### Aufgabenstellung
Setzen Sie die Forumsdiskussion über die Wahl zwischen Trial-Bike und Führerschein im Anschluss an ihre letzte Zeile fort.

### Seite
* * * * * * *

# Trial-Bike oder Führerschein



## Mario-Trial (6. Januar 2004)

So jetzt wirds mir ganz schwer gemacht...

Also eigentlich wollte ich zum bund, dann hätte ich mir jetzt nen Bike geholt und beim Bund den Führerschein gemacht. Jetzt haben die mich T3 gemustert (wegen Zahnspange) und wahrscheinlich werd ich net eingezogen. Ich hab jetzt noch n halbes Jahr Schule und dannach muss ich mir ne Lehrstelle suchen. Da wäre nen Führerschein natürlich angebracht, andererseits will ich unbedingt nen Trialhobel.

Jetzt frag ich einfach mal die Profis, was die dazu sagen 
Bitte helft mir....


----------



## Bexder (6. Januar 2004)

* * * * * * *

### Auszüge aus Daten
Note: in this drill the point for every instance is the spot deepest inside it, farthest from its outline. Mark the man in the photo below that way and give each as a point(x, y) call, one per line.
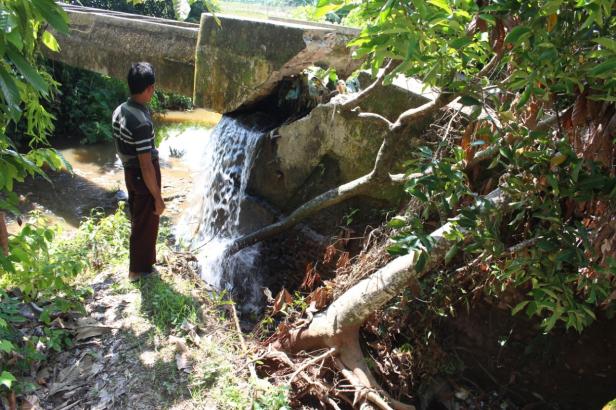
point(133, 133)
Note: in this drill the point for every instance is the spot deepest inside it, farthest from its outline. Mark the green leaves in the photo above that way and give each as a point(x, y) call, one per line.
point(7, 379)
point(441, 4)
point(517, 35)
point(10, 93)
point(30, 74)
point(50, 41)
point(606, 69)
point(53, 14)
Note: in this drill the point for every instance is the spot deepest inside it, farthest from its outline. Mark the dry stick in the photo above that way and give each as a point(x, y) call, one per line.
point(251, 365)
point(312, 361)
point(365, 93)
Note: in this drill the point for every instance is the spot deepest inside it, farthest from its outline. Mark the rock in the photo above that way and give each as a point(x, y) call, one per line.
point(108, 42)
point(327, 148)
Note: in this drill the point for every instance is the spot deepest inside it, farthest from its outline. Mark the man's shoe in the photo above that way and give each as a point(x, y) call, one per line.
point(134, 276)
point(152, 272)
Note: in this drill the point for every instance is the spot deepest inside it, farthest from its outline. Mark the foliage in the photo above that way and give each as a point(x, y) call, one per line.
point(553, 46)
point(162, 101)
point(188, 10)
point(166, 307)
point(44, 275)
point(36, 269)
point(276, 397)
point(24, 86)
point(511, 62)
point(84, 103)
point(100, 240)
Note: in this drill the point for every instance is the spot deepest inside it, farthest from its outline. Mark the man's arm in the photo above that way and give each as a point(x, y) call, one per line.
point(149, 178)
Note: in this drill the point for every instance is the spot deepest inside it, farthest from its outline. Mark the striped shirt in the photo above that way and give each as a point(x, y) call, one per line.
point(133, 133)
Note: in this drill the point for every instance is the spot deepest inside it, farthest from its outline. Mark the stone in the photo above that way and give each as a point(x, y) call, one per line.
point(109, 42)
point(327, 148)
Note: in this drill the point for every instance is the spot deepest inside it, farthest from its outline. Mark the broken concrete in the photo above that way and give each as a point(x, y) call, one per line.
point(327, 147)
point(109, 42)
point(240, 61)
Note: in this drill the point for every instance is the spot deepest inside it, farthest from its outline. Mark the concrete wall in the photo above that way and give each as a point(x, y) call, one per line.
point(108, 42)
point(240, 61)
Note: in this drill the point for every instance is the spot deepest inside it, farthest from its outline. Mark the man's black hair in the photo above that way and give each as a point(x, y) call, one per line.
point(140, 76)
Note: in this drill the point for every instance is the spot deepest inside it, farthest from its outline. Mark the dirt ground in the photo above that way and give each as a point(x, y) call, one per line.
point(127, 354)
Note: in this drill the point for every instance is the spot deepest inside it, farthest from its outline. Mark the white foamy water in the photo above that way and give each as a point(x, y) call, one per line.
point(212, 221)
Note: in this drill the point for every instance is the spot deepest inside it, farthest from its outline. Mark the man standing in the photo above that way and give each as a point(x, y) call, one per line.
point(133, 133)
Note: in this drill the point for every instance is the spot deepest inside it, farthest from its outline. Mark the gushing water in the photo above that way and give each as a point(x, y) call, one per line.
point(212, 222)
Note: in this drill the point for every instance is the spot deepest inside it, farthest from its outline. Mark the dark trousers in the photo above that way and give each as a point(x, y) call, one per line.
point(144, 224)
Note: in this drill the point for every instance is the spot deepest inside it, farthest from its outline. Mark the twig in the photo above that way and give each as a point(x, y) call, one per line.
point(365, 93)
point(312, 361)
point(251, 365)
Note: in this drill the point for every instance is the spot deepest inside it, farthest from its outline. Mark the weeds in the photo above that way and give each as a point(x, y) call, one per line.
point(165, 307)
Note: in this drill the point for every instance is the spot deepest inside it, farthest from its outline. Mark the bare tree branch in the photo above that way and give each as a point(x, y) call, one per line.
point(414, 115)
point(365, 93)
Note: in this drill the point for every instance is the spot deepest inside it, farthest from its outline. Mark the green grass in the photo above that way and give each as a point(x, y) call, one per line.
point(165, 307)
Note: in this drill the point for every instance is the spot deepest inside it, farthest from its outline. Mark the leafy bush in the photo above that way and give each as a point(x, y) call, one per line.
point(84, 105)
point(100, 240)
point(557, 267)
point(38, 270)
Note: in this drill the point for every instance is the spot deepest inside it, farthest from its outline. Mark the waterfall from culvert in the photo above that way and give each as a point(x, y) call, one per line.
point(212, 222)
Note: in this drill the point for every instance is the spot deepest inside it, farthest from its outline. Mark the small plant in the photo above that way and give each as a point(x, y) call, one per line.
point(274, 398)
point(166, 307)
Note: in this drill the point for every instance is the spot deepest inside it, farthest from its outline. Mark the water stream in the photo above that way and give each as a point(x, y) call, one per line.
point(213, 220)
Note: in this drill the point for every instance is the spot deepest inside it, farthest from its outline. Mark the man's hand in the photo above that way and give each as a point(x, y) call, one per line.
point(149, 178)
point(159, 206)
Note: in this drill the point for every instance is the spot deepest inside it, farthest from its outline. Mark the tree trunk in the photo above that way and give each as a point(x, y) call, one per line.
point(371, 184)
point(338, 326)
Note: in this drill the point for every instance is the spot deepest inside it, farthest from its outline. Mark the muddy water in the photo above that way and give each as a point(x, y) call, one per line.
point(98, 180)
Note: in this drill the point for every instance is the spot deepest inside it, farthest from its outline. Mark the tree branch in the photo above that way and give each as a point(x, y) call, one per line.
point(365, 93)
point(325, 200)
point(355, 305)
point(414, 115)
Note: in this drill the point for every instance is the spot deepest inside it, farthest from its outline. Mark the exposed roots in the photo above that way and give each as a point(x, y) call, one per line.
point(348, 359)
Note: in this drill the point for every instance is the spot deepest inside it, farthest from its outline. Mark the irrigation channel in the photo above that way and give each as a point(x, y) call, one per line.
point(205, 164)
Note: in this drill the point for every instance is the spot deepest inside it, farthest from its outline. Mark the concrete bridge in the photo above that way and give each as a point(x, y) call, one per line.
point(224, 63)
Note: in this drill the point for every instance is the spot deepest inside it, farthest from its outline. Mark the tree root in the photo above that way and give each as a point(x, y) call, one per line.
point(352, 365)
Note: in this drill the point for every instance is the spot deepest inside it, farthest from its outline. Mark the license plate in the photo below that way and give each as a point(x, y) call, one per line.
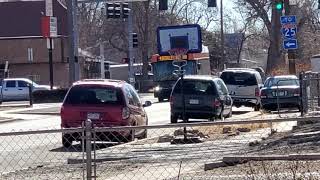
point(279, 93)
point(194, 101)
point(93, 115)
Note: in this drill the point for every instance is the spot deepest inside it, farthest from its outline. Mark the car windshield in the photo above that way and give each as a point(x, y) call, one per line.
point(83, 95)
point(281, 82)
point(239, 78)
point(195, 87)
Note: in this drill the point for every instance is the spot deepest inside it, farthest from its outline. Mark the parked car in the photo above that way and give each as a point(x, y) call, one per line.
point(17, 89)
point(106, 103)
point(283, 90)
point(206, 97)
point(244, 86)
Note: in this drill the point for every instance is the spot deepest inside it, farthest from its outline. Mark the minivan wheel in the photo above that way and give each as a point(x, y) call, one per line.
point(173, 119)
point(66, 141)
point(230, 114)
point(257, 107)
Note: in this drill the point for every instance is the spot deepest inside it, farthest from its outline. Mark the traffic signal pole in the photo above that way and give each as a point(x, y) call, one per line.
point(130, 40)
point(291, 53)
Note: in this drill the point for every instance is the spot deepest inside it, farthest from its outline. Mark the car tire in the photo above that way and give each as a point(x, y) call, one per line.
point(257, 107)
point(174, 119)
point(66, 141)
point(160, 99)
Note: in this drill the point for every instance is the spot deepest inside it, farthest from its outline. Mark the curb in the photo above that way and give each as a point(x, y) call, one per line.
point(38, 113)
point(234, 160)
point(8, 120)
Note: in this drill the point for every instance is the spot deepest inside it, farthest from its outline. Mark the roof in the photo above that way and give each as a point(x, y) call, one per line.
point(285, 77)
point(25, 17)
point(240, 70)
point(107, 82)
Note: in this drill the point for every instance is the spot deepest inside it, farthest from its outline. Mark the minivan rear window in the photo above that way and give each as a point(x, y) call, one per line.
point(195, 87)
point(239, 78)
point(91, 95)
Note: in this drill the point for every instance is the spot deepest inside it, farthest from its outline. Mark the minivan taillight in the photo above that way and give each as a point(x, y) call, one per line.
point(296, 92)
point(216, 103)
point(263, 94)
point(257, 92)
point(125, 113)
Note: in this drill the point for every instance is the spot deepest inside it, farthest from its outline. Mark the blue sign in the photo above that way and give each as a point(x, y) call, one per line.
point(289, 32)
point(290, 44)
point(288, 19)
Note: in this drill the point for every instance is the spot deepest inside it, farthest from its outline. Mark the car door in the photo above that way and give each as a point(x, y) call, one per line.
point(9, 91)
point(23, 89)
point(225, 97)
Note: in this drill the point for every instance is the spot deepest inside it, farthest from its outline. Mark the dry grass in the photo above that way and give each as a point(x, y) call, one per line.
point(213, 130)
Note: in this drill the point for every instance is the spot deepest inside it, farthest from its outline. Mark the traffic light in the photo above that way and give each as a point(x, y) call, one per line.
point(163, 5)
point(134, 40)
point(109, 10)
point(212, 3)
point(117, 10)
point(125, 10)
point(279, 5)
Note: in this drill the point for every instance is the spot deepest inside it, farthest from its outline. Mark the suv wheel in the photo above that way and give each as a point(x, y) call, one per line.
point(66, 141)
point(174, 119)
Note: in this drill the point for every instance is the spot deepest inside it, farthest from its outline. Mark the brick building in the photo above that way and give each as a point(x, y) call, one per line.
point(22, 45)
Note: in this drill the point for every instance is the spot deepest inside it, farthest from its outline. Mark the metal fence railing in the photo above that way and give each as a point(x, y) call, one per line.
point(250, 149)
point(310, 92)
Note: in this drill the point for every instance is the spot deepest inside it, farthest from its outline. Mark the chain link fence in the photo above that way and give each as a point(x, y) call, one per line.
point(250, 149)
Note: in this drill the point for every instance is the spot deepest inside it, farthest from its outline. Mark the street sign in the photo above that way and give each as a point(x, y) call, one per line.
point(288, 19)
point(290, 44)
point(289, 32)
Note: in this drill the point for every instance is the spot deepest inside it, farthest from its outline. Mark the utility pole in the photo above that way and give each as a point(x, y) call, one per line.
point(102, 70)
point(222, 33)
point(291, 53)
point(73, 41)
point(50, 62)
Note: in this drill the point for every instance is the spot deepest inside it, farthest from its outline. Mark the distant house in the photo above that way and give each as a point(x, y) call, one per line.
point(22, 45)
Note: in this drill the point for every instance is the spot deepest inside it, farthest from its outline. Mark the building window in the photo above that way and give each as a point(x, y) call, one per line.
point(34, 78)
point(30, 55)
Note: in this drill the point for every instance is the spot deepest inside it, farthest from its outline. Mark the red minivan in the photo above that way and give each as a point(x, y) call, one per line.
point(107, 103)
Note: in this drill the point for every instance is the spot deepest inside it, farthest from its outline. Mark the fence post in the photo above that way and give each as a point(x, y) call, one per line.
point(302, 93)
point(88, 131)
point(318, 88)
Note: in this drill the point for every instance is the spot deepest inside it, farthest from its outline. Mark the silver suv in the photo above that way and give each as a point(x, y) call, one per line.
point(244, 86)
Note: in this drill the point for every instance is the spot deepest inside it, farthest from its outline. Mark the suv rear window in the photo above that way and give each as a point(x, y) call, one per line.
point(239, 78)
point(90, 95)
point(195, 87)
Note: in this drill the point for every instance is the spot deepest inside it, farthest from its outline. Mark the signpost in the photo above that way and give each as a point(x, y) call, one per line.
point(289, 32)
point(49, 30)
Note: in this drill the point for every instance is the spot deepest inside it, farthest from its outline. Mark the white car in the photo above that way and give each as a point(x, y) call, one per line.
point(15, 89)
point(244, 86)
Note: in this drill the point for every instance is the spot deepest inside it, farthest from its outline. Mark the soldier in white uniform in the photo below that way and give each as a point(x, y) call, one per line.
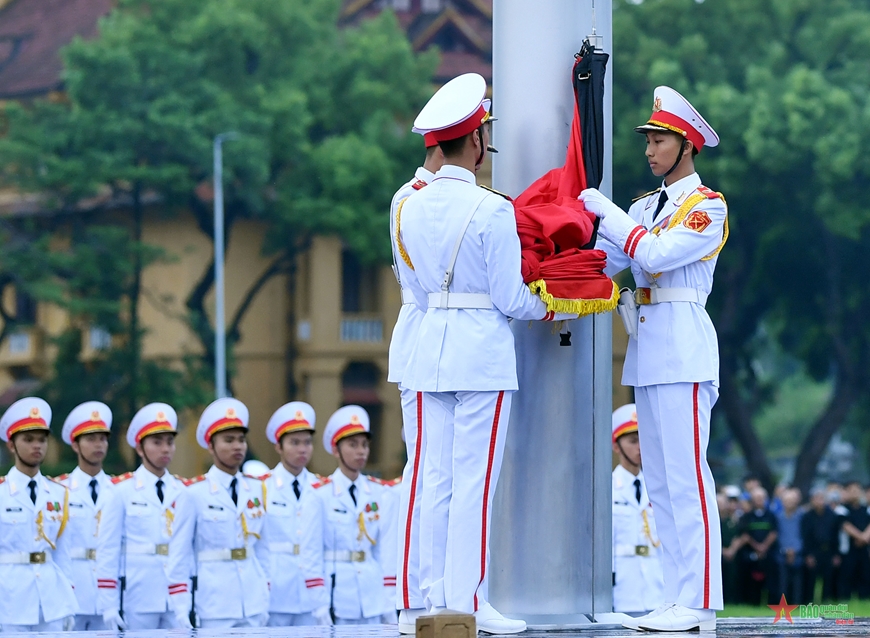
point(638, 585)
point(409, 597)
point(220, 525)
point(137, 524)
point(461, 260)
point(294, 523)
point(86, 430)
point(359, 541)
point(36, 593)
point(671, 240)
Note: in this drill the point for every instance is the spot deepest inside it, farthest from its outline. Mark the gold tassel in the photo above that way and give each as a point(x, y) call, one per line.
point(363, 531)
point(579, 307)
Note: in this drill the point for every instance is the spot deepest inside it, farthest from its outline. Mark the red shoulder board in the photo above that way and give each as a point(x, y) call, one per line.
point(325, 481)
point(192, 481)
point(258, 478)
point(122, 477)
point(710, 194)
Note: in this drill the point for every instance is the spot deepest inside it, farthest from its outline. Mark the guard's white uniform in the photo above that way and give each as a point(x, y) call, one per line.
point(637, 565)
point(359, 547)
point(464, 363)
point(36, 593)
point(228, 543)
point(674, 367)
point(134, 542)
point(408, 593)
point(83, 536)
point(295, 531)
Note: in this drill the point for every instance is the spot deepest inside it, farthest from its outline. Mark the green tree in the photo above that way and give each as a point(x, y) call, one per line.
point(778, 79)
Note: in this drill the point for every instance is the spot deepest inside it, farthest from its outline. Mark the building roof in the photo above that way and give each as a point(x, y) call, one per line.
point(32, 32)
point(461, 29)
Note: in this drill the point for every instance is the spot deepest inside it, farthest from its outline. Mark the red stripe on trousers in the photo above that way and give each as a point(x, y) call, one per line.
point(406, 598)
point(492, 440)
point(703, 499)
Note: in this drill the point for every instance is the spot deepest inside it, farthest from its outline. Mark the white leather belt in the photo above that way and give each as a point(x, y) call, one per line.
point(83, 553)
point(343, 556)
point(461, 300)
point(631, 550)
point(645, 296)
point(239, 553)
point(25, 558)
point(147, 549)
point(285, 548)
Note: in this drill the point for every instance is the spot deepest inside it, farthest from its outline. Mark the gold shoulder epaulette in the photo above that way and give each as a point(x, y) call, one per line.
point(319, 484)
point(192, 481)
point(121, 477)
point(499, 193)
point(640, 197)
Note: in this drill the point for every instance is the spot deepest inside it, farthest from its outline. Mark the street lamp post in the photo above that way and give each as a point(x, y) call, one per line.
point(220, 337)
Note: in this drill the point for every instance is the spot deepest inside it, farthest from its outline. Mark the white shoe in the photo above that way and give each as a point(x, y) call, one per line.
point(634, 623)
point(679, 618)
point(490, 621)
point(408, 620)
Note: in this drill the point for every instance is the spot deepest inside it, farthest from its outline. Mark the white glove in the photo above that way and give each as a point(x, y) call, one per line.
point(321, 615)
point(595, 202)
point(113, 620)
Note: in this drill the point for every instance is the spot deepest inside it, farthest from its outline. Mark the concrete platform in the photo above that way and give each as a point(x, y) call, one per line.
point(726, 627)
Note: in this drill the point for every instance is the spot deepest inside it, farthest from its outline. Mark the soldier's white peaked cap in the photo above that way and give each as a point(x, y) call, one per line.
point(90, 416)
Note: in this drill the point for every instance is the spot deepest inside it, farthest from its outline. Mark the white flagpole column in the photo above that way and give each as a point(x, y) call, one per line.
point(551, 529)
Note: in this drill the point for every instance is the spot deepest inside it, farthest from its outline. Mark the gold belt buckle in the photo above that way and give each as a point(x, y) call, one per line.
point(642, 296)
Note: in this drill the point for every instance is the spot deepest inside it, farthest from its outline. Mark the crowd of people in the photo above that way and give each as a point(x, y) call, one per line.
point(810, 550)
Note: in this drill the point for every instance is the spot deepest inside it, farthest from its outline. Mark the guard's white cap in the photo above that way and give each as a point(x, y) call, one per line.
point(296, 416)
point(90, 416)
point(624, 420)
point(29, 413)
point(456, 109)
point(672, 112)
point(223, 414)
point(345, 422)
point(153, 418)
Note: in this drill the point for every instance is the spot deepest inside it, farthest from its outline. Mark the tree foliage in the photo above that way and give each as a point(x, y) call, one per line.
point(783, 83)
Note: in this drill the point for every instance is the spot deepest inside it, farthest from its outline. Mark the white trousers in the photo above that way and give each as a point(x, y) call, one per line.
point(674, 427)
point(150, 620)
point(408, 595)
point(464, 435)
point(277, 619)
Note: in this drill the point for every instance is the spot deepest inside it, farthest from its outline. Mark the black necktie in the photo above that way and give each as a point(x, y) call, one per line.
point(663, 198)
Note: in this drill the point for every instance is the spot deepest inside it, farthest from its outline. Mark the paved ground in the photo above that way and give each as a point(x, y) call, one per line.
point(762, 627)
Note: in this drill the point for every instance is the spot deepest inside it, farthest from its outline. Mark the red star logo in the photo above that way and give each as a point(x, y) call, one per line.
point(783, 609)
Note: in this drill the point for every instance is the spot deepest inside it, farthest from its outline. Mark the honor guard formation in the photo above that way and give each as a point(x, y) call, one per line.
point(149, 550)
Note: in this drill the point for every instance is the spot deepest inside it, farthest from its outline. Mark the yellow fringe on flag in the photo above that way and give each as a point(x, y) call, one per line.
point(579, 307)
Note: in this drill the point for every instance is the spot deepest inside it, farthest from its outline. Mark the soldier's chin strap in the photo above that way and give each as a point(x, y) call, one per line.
point(626, 456)
point(679, 158)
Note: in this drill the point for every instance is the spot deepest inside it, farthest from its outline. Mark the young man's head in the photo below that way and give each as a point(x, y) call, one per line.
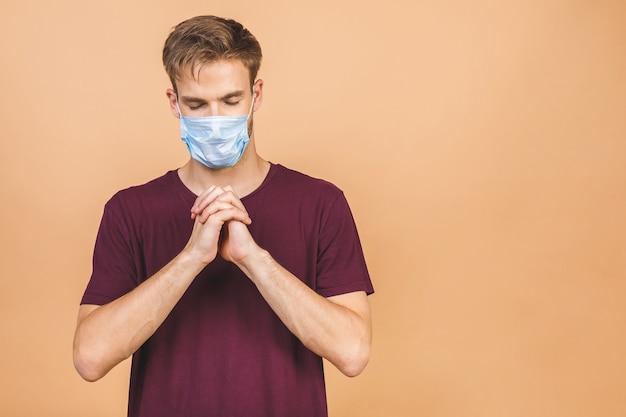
point(205, 40)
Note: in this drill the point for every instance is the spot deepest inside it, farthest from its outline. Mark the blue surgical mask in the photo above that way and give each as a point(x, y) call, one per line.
point(215, 141)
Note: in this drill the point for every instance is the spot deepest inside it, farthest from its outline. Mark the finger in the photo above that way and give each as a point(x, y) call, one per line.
point(213, 208)
point(230, 213)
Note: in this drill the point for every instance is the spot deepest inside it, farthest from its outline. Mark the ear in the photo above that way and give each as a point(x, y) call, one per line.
point(258, 94)
point(171, 98)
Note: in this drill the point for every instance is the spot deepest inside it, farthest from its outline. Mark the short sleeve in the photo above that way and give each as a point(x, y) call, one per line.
point(114, 272)
point(341, 266)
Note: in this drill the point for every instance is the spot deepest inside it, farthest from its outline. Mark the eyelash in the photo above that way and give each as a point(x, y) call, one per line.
point(228, 103)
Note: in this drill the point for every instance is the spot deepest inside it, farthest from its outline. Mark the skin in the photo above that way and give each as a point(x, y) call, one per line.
point(336, 328)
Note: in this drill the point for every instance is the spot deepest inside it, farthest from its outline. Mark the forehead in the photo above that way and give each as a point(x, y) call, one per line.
point(214, 78)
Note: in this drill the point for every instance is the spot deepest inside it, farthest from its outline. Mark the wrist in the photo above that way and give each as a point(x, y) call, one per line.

* * * * * * *

### Richtige Lösung
lass dir die spange entfernen kauf dir nen trial bike und dannach gehste nochmal zur musterung tadaaa führerschein umsonst beim bund


----------



## MTB-News.de




----------



## Schlingsi (6. Januar 2004)

Führerschein ist schon verdammt wichtig! Such Dir lieber noch nen Aushilfsjob bis die Ausbildung anfängt und dann machste einfach beides


----------



## Trialmatze (6. Januar 2004)

Ehm...Mario, bei allem Respekt...das ist nen Trialforum und keine Selbsthilfegruppe! Wir können doch net derartige Entscheidungen für dich treffen!
Mit dem Trialsport wirst du erstmal kein Geld verdienen können und demnach ist es wohl erstmal wichtiger sich darum zu kümmern. Nen Trialbike kannste dir später immer noch holen, mei jung!

Was ich aber net verstehe ist, warum man wegen Zahnspange T3 kriegt und bei Astma T2 

Matze


----------



## biketrialer (6. Januar 2004)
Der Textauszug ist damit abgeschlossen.